(Beginning of Text excerpt)

Hearing: An Important Physical Ability

Today most Americans obtain regular medical and dental checkups. Many people also routinely arrange to visit an optometrist.

Why, then, do so many delay scheduling periodic hearing tests provided by an audiologist? The answer to this question highlights one of the most pervasive problems associated with hearing loss.

The Beauty of Sound

Paradoxically perhaps, almost everyone agrees about the undeniable importance of maintaining good hearing. The ability of human beings to detect sounds clearly brings joy and satisfaction in daily life.

The beauty of a musical piece, conversations with loved ones and friends, and the almost magical qualities of sounds in Nature enrich the fabric of existence in a very intimate way. Virtually everyone with the ability to do so enjoys hearing singing birds, gently rustling tree branches, and the charming gurgle of streams and brooks. In truth, probably most people endowed with the blessing of hearing greatly appreciate this gift!

Auditory Checkups: Medically Important

While members of the public value the ability to hear on a deeply emotional and sensory level, most of us also recognize intellectually detecting auditory problems can sometimes hold medical importance, too. Certain health conditions cause transient or permanent hearing losses.

In some situations, a hearing deficit represents an important early symptom of a developing health concern. Catching hearing losses at an early point in time often holds great value for a patient. An audiologist may assist someone in restoring lost hearing and may also provide a referral to other health specialists.

A Conundrum

Given the importance of maintaining good hearing, why indeed do some individuals resist scheduling regular hearing evaluations? The benefits of seeking help for hearing losses quickly appear overwhelming. Why would anyone delay taking this step?

Unfortunately, victims of hearing loss do not always readily recognize their own hearing problems. Family members and friends may not draw this condition to someone’s attention immediately. When someone does not hear a statement correctly, the mistake in perception may not appear immediately obvious to others. All too frequently, a person with a hearing impairment will not hear a conversation accurately, or they will accuse other people of whispering or mumbling. These individuals may even miss portions of a discussion going on around them.

(End of Text excerpt)
(Beginning of Data provided)

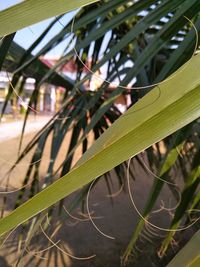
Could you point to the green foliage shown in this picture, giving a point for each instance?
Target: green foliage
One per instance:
(137, 43)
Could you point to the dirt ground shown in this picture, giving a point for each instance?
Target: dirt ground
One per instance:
(115, 217)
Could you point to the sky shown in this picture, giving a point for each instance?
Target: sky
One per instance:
(27, 36)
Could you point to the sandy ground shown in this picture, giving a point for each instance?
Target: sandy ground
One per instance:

(End of Data provided)

--- What is expected ---
In the text on hearing, what might a person with a hearing impairment accuse other people of doing?

--- Task solution ---
Whispering or mumbling.